| Your task |
Please rewrite the patch message from "On Wed, Feb" to "have been exhausted.", changing "underlying iterators" to "child iterators".

| Page |
- - -
On Wed, Feb 19, 2025 at 02:23:38PM +0100, Patrick Steinhardt wrote:
> Implement seeking on merged iterators. The implementation is rather
> straight forward, with the only exception that we must not deallocate
> the underlying iterators once they have been exhausted.
>
> Signed-off-by: Patrick Steinhardt <ps@xxxxxx>
> ---
> refs/iterator.c | 38 +++++++++++++++++++++++++++++---------
> 1 file changed, 29 insertions(+), 9 deletions(-)
>
> diff --git a/refs/iterator.c b/refs/iterator.c
> index 757b105261a..63608ef9907 100644
> --- a/refs/iterator.c
> +++ b/refs/iterator.c
> @@ -96,7 +96,8 @@ int is_empty_ref_iterator(struct ref_iterator *ref_iterator)
> struct merge_ref_iterator {
> struct ref_iterator base;
>
> - struct ref_iterator *iter0, *iter1;
> + struct ref_iterator *iter0, *iter0_owned;
> + struct ref_iterator *iter1, *iter1_owned;
We would always free `iter0_owned` and `iter1_owned`. That's the reason
why in the below code, we could drop `ref_iterator_free`. Make sense.
[snip]
> +static int merge_ref_iterator_seek(struct ref_iterator *ref_iterator,
> + const char *prefix)
> +{
> + struct merge_ref_iterator *iter =
> + (struct merge_ref_iterator *)ref_iterator;
> + int ret;
> +
> + iter->current = NULL;
> + iter->iter0 = iter->iter0_owned;
> + iter->iter1 = iter->iter1_owned;
> +
> + ret = ref_iterator_seek(iter->iter0, prefix);
> + if (ret < 0)
- - -
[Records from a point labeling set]
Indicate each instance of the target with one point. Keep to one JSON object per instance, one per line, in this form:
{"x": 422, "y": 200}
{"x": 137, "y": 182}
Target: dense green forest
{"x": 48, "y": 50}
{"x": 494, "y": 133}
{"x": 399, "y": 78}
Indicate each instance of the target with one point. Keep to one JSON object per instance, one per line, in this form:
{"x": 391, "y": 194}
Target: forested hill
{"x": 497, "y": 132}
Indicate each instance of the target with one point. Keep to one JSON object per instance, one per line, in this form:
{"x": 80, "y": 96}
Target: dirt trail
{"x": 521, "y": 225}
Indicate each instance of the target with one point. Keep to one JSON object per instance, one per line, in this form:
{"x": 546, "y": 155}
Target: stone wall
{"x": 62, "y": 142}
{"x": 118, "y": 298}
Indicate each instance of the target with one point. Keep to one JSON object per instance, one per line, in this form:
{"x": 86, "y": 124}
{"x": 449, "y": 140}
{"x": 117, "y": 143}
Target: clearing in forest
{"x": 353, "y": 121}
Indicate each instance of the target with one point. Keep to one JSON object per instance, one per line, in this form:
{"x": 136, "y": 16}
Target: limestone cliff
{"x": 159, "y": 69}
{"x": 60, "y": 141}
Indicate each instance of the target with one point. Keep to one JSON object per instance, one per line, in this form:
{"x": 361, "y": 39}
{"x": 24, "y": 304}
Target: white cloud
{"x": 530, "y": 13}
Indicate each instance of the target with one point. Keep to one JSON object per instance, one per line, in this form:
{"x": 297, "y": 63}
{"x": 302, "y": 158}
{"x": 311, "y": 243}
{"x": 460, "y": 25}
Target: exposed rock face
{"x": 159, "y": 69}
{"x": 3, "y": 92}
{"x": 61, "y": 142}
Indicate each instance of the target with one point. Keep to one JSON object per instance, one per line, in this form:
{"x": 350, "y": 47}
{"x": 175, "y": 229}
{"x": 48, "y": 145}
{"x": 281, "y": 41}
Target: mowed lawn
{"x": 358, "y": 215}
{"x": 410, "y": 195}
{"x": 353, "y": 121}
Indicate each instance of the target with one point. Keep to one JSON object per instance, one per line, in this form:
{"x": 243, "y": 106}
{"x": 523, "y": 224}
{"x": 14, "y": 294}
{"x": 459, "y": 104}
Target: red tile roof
- - -
| Final answer |
On Wed, Feb 19, 2025 at 02:23:38PM +0100, Patrick Steinhardt wrote:
> Implement seeking on merged iterators. The implementation is rather
> straight forward, with the only exception that we must not deallocate
> the child iterators once they have been exhausted.